## [YOUR GOAL]
Rewrite everything from the line containing "Could you please put a dot on the tan" down to the line containing "column 347, row 129", replacing "largest" with "biggest" and keeping everything else the same.

## [DATA FOR THE TASK]
>> START

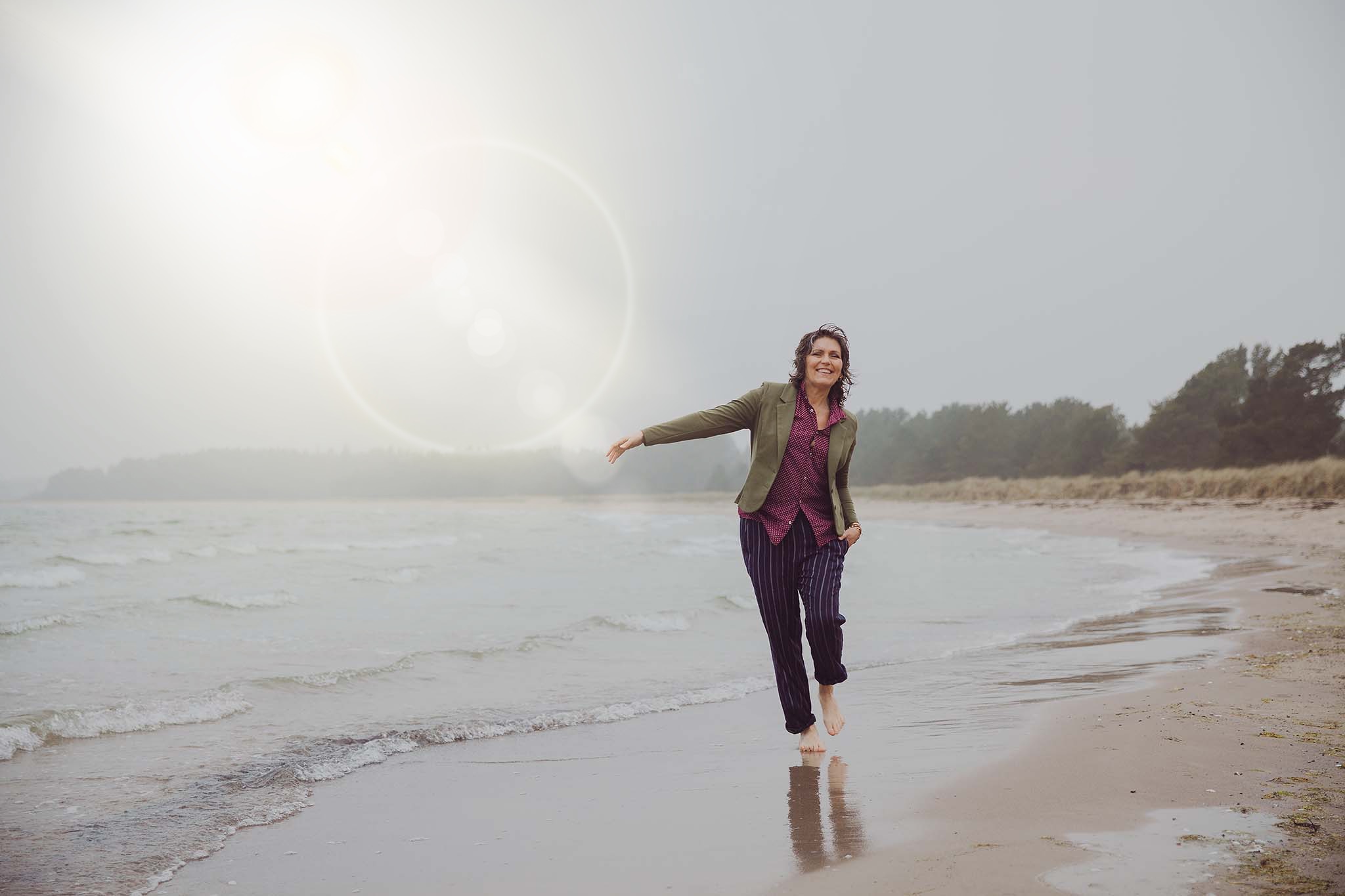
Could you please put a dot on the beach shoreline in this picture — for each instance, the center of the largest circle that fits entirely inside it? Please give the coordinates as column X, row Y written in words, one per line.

>> END
>> START

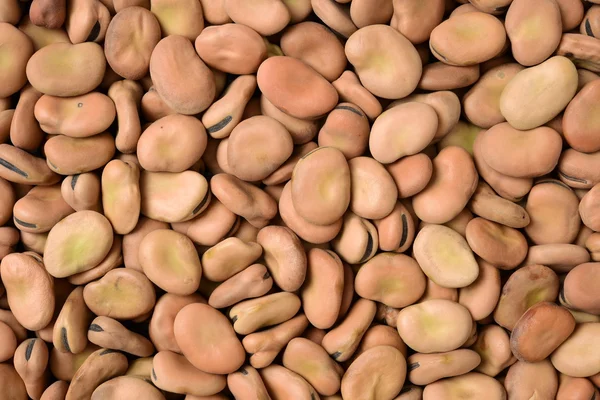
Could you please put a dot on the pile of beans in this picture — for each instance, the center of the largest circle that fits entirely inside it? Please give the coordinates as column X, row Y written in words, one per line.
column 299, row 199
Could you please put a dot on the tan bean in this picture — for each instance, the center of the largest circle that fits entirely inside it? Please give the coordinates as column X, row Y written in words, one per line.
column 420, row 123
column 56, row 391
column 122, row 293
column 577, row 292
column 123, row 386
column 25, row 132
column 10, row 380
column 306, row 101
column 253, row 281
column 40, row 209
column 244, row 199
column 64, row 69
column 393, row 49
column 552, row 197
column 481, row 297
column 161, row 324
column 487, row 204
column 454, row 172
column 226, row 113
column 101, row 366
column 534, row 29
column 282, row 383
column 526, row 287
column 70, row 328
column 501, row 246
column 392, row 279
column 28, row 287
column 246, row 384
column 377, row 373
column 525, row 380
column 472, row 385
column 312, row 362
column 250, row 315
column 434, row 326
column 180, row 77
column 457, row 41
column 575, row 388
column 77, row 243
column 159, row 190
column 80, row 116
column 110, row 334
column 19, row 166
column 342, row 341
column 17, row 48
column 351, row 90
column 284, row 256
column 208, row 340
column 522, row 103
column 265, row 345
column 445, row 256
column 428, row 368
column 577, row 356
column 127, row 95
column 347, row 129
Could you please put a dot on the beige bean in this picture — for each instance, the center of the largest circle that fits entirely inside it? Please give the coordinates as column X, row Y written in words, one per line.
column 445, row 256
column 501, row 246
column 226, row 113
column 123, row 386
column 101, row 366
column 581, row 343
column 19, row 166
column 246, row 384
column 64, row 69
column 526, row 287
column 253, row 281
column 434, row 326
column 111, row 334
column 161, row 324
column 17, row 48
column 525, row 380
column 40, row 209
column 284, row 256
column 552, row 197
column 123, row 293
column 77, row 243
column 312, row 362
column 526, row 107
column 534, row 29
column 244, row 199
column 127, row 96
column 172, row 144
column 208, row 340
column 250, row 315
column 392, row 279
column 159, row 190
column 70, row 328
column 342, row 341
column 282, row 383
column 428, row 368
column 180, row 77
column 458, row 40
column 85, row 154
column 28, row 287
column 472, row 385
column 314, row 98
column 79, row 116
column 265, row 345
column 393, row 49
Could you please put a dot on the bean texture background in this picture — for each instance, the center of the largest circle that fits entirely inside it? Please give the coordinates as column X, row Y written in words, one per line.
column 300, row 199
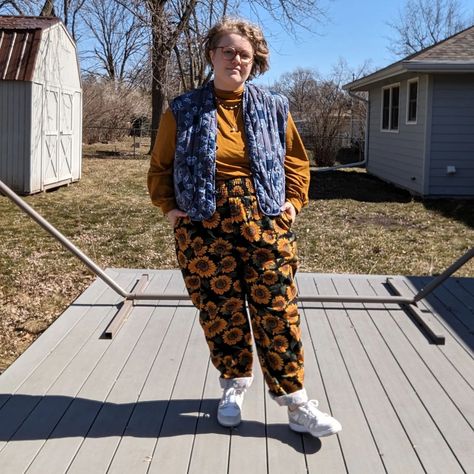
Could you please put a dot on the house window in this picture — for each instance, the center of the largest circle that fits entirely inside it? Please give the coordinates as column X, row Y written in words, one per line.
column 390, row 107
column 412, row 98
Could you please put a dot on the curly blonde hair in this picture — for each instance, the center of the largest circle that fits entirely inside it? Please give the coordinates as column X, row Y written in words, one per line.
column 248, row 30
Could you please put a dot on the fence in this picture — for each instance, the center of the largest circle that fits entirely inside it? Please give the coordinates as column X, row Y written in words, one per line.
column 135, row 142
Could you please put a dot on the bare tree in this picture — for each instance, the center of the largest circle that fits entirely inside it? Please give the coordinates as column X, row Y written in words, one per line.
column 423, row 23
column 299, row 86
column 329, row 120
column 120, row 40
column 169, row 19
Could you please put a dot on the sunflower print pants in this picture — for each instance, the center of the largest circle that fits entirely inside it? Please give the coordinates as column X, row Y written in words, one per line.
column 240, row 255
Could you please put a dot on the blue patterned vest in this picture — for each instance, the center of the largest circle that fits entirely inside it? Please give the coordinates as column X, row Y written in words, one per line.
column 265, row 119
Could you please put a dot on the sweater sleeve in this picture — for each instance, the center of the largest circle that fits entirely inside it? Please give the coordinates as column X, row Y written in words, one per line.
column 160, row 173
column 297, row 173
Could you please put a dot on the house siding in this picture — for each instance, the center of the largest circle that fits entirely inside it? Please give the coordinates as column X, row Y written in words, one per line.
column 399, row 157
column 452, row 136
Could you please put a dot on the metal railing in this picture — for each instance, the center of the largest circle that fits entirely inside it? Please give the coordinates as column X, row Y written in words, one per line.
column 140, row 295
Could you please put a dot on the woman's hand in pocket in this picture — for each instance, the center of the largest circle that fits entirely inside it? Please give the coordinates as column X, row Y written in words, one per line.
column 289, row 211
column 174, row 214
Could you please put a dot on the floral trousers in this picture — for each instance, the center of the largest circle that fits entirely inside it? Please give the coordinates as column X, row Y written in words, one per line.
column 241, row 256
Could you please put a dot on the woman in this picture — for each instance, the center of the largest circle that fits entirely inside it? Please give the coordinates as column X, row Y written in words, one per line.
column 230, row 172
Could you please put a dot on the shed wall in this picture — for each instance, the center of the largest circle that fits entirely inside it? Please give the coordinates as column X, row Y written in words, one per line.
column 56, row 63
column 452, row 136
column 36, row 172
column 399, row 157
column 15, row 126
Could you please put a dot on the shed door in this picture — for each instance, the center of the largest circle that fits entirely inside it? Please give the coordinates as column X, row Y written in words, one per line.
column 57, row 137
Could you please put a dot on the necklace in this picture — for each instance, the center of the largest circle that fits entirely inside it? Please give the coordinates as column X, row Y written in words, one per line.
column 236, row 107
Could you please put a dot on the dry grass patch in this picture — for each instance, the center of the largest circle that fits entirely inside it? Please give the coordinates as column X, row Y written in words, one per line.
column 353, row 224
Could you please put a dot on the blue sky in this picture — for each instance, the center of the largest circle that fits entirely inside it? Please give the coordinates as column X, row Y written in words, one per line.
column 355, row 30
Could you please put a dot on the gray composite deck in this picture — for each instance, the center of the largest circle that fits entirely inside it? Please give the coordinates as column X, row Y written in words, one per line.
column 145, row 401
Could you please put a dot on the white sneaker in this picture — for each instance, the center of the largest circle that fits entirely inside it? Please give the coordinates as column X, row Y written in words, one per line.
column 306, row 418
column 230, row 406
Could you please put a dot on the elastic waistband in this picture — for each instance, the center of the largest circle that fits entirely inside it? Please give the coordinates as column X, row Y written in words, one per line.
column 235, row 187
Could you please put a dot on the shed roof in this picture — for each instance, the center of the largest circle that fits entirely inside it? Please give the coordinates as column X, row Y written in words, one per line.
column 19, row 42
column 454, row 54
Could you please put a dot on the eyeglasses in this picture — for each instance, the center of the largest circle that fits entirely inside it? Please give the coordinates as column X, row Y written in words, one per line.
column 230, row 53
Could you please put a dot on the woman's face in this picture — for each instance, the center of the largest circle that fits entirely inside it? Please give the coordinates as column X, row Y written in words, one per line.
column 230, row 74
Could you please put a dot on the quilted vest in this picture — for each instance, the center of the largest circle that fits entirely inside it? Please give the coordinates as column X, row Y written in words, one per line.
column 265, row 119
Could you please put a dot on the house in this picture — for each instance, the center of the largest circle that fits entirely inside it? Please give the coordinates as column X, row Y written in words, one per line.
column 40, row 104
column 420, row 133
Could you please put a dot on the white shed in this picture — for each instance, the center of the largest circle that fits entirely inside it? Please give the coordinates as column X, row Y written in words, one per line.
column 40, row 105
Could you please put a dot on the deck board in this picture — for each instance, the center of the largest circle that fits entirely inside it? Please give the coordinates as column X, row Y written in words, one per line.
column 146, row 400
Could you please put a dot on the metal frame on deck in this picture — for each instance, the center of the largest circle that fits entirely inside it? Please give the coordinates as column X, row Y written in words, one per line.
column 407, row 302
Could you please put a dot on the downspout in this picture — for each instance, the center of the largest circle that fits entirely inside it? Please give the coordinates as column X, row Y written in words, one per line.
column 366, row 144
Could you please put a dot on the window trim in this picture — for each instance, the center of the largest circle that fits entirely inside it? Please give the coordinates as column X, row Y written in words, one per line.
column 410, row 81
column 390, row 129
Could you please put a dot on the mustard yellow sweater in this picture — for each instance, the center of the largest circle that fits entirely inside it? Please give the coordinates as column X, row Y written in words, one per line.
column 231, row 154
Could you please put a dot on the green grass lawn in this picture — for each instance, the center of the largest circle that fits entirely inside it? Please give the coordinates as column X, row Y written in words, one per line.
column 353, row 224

>> END

## [THE SOLUTION]
Could you please put a dot on the tan bean in this picture — for each instance, the center of the biggest circle that fits entirely inside it? Please give the coordinates as column X, row Y written in words, one per line.
column 420, row 123
column 56, row 391
column 122, row 293
column 577, row 292
column 123, row 386
column 25, row 132
column 10, row 380
column 306, row 101
column 253, row 281
column 40, row 209
column 244, row 199
column 64, row 69
column 393, row 49
column 552, row 197
column 481, row 297
column 161, row 324
column 487, row 204
column 454, row 172
column 226, row 113
column 101, row 366
column 534, row 29
column 282, row 383
column 526, row 287
column 70, row 328
column 501, row 246
column 392, row 279
column 28, row 287
column 246, row 384
column 377, row 373
column 525, row 380
column 472, row 385
column 312, row 362
column 250, row 315
column 434, row 326
column 180, row 77
column 457, row 41
column 575, row 388
column 77, row 243
column 159, row 190
column 80, row 116
column 110, row 334
column 19, row 166
column 342, row 341
column 17, row 48
column 351, row 90
column 284, row 256
column 208, row 340
column 522, row 103
column 265, row 345
column 445, row 256
column 428, row 368
column 577, row 356
column 127, row 95
column 347, row 129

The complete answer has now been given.